#### [ABOUT THIS TASK]
Look for the line containing "One point for each instance of the cloudy" in the entries below, then print that line and all that follow it exactly.
● ● ●
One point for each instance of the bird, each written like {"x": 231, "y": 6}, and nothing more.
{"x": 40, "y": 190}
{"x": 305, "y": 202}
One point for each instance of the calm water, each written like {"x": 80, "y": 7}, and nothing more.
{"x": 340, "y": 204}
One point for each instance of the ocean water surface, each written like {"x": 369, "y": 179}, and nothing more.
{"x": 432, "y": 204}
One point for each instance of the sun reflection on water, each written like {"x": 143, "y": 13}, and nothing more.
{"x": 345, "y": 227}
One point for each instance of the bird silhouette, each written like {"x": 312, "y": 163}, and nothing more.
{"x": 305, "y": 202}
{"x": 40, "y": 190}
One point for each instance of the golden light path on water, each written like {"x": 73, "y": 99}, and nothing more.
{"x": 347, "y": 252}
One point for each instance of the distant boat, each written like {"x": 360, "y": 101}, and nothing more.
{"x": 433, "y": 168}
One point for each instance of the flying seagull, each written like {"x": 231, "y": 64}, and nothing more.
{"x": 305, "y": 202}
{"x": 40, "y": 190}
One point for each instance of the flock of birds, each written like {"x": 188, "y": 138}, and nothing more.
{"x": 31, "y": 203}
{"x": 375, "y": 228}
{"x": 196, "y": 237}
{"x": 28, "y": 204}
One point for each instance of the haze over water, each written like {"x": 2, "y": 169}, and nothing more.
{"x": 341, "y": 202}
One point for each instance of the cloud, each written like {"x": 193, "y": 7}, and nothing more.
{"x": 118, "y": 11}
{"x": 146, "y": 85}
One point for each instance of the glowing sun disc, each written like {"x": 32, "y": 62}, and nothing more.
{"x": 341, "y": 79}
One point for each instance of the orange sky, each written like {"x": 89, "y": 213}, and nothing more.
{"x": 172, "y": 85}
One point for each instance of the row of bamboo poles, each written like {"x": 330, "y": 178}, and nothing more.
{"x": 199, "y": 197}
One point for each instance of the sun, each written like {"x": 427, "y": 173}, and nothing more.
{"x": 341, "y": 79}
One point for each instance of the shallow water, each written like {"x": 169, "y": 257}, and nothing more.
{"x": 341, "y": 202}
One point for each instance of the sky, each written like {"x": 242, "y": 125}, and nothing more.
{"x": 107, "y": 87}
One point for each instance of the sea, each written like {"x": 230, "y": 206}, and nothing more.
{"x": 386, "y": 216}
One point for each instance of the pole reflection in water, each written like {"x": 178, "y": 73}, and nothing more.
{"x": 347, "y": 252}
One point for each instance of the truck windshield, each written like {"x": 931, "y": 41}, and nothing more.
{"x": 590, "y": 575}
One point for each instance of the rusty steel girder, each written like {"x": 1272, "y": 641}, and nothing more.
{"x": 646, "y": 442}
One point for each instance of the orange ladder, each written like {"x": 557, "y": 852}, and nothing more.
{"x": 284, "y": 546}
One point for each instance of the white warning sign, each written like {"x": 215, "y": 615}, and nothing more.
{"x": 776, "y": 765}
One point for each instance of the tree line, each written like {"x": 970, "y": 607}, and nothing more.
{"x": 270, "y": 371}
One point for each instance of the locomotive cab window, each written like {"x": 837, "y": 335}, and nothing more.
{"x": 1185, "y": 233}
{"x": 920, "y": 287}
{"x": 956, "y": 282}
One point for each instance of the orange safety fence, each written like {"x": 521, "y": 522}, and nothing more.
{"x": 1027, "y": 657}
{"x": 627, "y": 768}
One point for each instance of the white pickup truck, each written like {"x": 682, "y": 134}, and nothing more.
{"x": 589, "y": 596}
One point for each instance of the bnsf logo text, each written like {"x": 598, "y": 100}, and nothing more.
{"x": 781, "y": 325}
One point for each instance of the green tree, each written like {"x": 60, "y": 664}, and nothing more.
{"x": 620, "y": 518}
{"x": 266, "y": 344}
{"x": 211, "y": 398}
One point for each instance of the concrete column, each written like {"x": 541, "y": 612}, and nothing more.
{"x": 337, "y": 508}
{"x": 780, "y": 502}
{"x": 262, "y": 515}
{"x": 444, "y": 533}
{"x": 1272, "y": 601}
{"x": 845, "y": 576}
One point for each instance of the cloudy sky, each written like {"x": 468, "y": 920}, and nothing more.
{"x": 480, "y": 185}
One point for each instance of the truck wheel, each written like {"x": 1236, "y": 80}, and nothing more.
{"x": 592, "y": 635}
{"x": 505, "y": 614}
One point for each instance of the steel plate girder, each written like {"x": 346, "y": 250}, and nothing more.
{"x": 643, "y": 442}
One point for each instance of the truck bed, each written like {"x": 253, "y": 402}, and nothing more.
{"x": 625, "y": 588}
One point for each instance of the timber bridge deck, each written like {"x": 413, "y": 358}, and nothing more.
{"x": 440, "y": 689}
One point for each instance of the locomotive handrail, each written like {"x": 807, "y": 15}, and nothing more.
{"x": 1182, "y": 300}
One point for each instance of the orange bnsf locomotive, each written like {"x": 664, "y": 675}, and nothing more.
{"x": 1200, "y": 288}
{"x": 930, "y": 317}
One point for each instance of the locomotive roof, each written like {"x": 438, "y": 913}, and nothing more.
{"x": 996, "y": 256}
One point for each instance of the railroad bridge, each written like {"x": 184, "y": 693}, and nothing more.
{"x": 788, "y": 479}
● ● ●
#### [ANSWER SPACE]
One point for each instance of the cloudy sky, each written like {"x": 468, "y": 920}, and nothing more.
{"x": 480, "y": 185}
One point for each instance of the truck wheel, each written like {"x": 1236, "y": 80}, and nothing more.
{"x": 592, "y": 635}
{"x": 505, "y": 614}
One point for each instance of the steel plate girder, each written like {"x": 346, "y": 250}, and nothing more.
{"x": 643, "y": 442}
One point for each instance of the truck bed, each written like {"x": 253, "y": 402}, and nothing more.
{"x": 625, "y": 588}
One point for each instance of the timber bridge deck, each written like {"x": 413, "y": 358}, and nothing more.
{"x": 440, "y": 689}
One point for each instance of the locomotive handrail, each written like {"x": 807, "y": 15}, and nothing more.
{"x": 1182, "y": 300}
One point for each instance of the orange bnsf locomotive, each written like {"x": 664, "y": 675}, and nothing more.
{"x": 1200, "y": 288}
{"x": 930, "y": 317}
One point for each instance of the locomotive roof, each written like {"x": 438, "y": 913}, and nothing more.
{"x": 996, "y": 256}
One point for each instance of the railroad bridge, each written like {"x": 184, "y": 693}, and nothing more.
{"x": 788, "y": 479}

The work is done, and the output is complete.